● **DOCUMENT SOURCE**:
━━━━━━━━━━━━━━━━

Une pleine saison s’achève avec ses découvertes, ses turbulences, ses émois et ses regrets; les regrets de n’avoir pas vu plus de concerts, écouté plus de disques, des regrets de n’avoir pas fait plus attention à ce qui se jouait tout près ou ne pas avoir porté le regard plus loin que nos horizons familiers. Mais aussi et surtout, des joies et des émotions, pleines, nombreuses, inoubliables, qui nous recollent, qui nous renouent, qui nous rassemblent nous seul.es et avec les autres.
Alors voici encore et toujours de la musique pour passer l’été ensemble.
La playlist 100 % féminine de Michèle Tosi
Clara Iannotta (née en 1983) : D’après, 2012
Le piano est préparé et les accessoires sont nombreux, verres remplis d’eau, boîtes à musique, sifflets, tuyaux harmoniques mis à portée de mains des sept instrumentistes dans D’après de la compositrice italienne Clara Iannotta qui aime forger son matériau par-delà la lutherie traditionnelle. D’après est une pièce délicate, aux sonorités subtiles, qui s’inspire des sons de cloches de la Cathédrale de Fribourg-en-Brisgau. Des carillons de Clangs (sœur ainée de D’après) ne restent que les résonances assourdies, des images sonores que la mémoire se réapproprie et que l’imaginaire de la compositrice redessine.

━━━━━━━━━━━━━━━━

● **EXTRAITS DE DONNÉES**:

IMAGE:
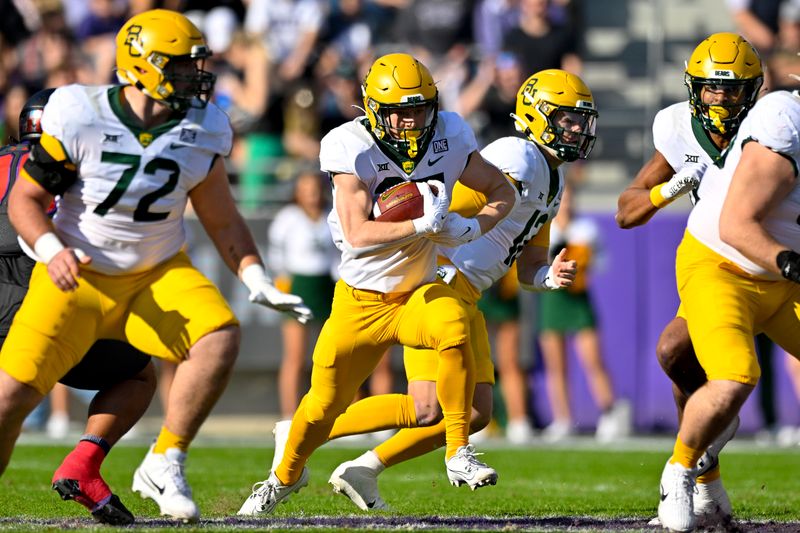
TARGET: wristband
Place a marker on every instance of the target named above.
(788, 262)
(421, 226)
(47, 246)
(253, 276)
(657, 198)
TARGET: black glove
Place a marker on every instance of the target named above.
(789, 263)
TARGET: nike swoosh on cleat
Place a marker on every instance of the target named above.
(152, 483)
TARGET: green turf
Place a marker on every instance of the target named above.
(535, 482)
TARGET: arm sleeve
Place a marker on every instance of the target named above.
(542, 238)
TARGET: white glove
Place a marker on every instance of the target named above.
(684, 181)
(435, 205)
(457, 230)
(263, 292)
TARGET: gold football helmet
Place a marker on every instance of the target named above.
(398, 83)
(556, 110)
(723, 62)
(161, 53)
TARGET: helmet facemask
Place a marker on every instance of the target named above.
(723, 63)
(569, 132)
(162, 54)
(723, 117)
(183, 81)
(406, 141)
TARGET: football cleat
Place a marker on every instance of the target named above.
(710, 458)
(464, 468)
(676, 508)
(160, 477)
(269, 493)
(358, 480)
(712, 507)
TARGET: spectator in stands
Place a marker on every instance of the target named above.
(769, 25)
(541, 43)
(501, 308)
(490, 94)
(302, 254)
(290, 29)
(570, 312)
(492, 19)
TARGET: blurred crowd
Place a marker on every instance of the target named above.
(289, 70)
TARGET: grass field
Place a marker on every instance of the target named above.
(539, 489)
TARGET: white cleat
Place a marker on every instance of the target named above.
(710, 458)
(281, 434)
(269, 493)
(712, 506)
(160, 477)
(676, 508)
(465, 468)
(358, 480)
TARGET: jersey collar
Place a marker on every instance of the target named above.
(701, 135)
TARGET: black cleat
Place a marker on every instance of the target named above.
(112, 512)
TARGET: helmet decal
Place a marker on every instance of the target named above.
(555, 109)
(728, 66)
(401, 89)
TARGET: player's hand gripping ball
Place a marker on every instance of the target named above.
(398, 203)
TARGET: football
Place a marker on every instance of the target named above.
(398, 203)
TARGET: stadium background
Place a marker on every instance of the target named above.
(633, 59)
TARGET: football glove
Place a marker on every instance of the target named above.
(683, 181)
(263, 292)
(435, 205)
(456, 231)
(789, 263)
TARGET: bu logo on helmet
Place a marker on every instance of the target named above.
(133, 36)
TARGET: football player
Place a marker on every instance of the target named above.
(723, 76)
(387, 293)
(555, 112)
(125, 160)
(123, 376)
(738, 271)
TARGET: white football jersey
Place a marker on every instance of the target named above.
(126, 208)
(773, 122)
(487, 258)
(351, 149)
(682, 140)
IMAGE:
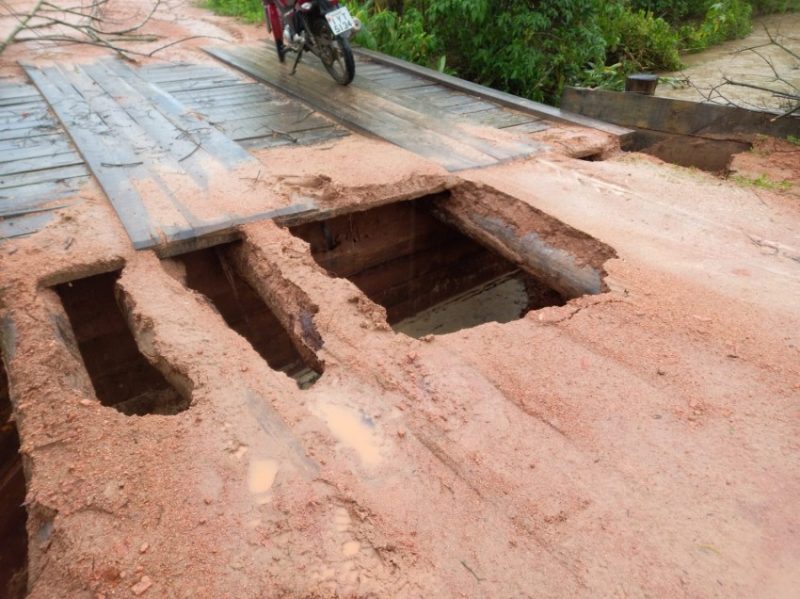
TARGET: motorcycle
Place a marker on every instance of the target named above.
(321, 27)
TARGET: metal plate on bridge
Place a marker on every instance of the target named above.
(444, 134)
(166, 170)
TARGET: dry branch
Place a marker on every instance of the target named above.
(779, 87)
(47, 21)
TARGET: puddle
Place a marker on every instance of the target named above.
(501, 300)
(121, 376)
(262, 476)
(13, 516)
(353, 429)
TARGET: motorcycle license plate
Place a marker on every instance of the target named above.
(340, 21)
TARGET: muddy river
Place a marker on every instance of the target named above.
(746, 61)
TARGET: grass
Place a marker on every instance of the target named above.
(250, 11)
(763, 182)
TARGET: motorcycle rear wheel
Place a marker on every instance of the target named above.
(334, 52)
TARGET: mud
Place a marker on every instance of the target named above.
(121, 376)
(212, 273)
(640, 439)
(14, 549)
(734, 60)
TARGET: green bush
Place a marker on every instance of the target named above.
(638, 40)
(534, 48)
(725, 20)
(251, 11)
(405, 36)
(529, 50)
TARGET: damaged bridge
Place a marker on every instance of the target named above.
(267, 336)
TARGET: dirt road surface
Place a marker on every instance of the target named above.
(639, 442)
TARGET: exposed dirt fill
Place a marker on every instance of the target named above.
(639, 440)
(734, 61)
(211, 273)
(121, 376)
(408, 261)
(14, 548)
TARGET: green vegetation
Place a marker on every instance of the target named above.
(251, 11)
(763, 182)
(533, 49)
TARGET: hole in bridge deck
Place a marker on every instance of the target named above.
(430, 277)
(209, 272)
(13, 516)
(122, 377)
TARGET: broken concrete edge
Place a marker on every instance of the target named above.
(678, 117)
(287, 301)
(569, 260)
(505, 99)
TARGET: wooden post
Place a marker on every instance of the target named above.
(641, 83)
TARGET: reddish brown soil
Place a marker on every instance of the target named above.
(643, 442)
(772, 163)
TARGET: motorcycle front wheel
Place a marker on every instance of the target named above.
(334, 52)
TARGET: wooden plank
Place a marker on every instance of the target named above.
(227, 152)
(38, 141)
(182, 74)
(39, 194)
(27, 152)
(38, 163)
(22, 110)
(301, 138)
(359, 111)
(197, 84)
(470, 107)
(16, 90)
(532, 127)
(678, 116)
(259, 109)
(8, 182)
(5, 102)
(502, 98)
(414, 125)
(23, 124)
(24, 225)
(94, 138)
(247, 90)
(501, 118)
(300, 120)
(449, 99)
(15, 211)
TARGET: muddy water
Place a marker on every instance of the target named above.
(501, 300)
(734, 61)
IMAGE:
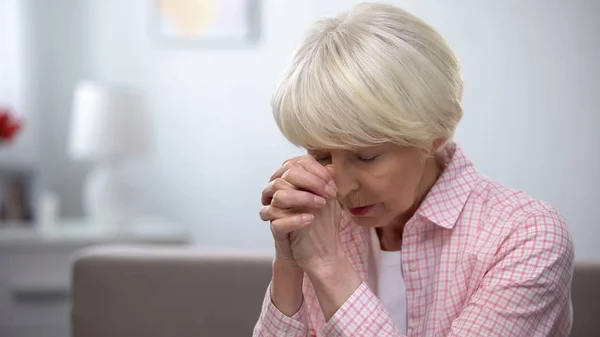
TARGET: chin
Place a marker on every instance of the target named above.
(369, 222)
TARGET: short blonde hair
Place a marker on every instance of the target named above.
(372, 75)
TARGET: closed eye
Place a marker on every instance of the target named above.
(323, 160)
(367, 159)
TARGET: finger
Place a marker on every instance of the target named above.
(313, 166)
(270, 213)
(305, 180)
(294, 199)
(274, 186)
(292, 223)
(284, 167)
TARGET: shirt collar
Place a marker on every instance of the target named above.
(448, 196)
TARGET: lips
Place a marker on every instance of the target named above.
(361, 210)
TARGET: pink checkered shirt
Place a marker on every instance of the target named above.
(478, 259)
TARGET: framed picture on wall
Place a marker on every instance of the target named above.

━━━━━━━━━━━━━━━━

● **VOTRE OBJECTIF**: Recopiez fidèlement, s'il vous plaît, le passage du document source qui s'ouvre sur les mots contenant « Alors voici encore » et se clôt sur « la compositrice redessine. ». Les données forment un matériau distinct du document source.

● **EXERCICE CORRIGÉ**:
Alors voici encore et toujours de la musique pour passer l’été ensemble.
La playlist 100 % féminine de Michèle Tosi
Clara Iannotta (née en 1983) : D’après, 2012
Le piano est préparé et les accessoires sont nombreux, verres remplis d’eau, boîtes à musique, sifflets, tuyaux harmoniques mis à portée de mains des sept instrumentistes dans D’après de la compositrice italienne Clara Iannotta qui aime forger son matériau par-delà la lutherie traditionnelle. D’après est une pièce délicate, aux sonorités subtiles, qui s’inspire des sons de cloches de la Cathédrale de Fribourg-en-Brisgau. Des carillons de Clangs (sœur ainée de D’après) ne restent que les résonances assourdies, des images sonores que la mémoire se réapproprie et que l’imaginaire de la compositrice redessine.